• WORK INSTRUCTIONS
Pull out every line of the items that contains the word "rooftop", treating uppercase and lowercase as different.

Pointing dataset records:
▬▬▬▬▬▬▬▬▬▬

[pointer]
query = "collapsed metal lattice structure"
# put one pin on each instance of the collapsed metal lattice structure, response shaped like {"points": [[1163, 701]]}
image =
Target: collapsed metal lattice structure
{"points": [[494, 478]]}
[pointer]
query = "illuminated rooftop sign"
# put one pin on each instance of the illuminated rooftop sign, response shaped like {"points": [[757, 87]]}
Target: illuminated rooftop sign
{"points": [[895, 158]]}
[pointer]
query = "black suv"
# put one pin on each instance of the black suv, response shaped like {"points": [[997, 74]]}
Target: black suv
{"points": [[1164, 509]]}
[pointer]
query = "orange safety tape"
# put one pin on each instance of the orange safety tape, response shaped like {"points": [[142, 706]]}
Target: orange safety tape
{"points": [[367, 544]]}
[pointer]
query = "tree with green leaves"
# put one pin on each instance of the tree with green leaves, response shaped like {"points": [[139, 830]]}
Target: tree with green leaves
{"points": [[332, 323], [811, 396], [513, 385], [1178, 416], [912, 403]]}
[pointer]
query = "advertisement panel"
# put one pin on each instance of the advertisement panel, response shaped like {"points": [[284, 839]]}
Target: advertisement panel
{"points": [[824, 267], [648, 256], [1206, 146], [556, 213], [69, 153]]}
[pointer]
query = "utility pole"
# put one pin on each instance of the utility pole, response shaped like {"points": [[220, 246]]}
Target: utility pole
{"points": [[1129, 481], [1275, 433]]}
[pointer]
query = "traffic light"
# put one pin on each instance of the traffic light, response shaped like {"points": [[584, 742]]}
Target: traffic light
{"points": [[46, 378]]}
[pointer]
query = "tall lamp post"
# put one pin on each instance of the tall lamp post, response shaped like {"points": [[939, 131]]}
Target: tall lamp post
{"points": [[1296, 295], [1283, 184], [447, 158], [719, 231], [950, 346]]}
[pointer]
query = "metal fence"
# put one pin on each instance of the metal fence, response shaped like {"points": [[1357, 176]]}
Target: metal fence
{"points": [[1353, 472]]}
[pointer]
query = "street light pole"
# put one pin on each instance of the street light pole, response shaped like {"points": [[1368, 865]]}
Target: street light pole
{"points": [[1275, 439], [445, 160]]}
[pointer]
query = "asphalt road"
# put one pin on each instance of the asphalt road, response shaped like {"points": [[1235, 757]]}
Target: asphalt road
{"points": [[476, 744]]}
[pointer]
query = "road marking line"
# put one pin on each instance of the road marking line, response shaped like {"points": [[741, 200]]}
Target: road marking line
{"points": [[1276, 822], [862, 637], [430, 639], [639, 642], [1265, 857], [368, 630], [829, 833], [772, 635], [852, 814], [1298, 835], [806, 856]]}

▬▬▬▬▬▬▬▬▬▬

• THE REPLY
query = "illuminated rooftop sign"
# put one pin on each instance of the illuminated rooftop sign, response shaped like {"points": [[757, 87]]}
Target: illuminated rooftop sign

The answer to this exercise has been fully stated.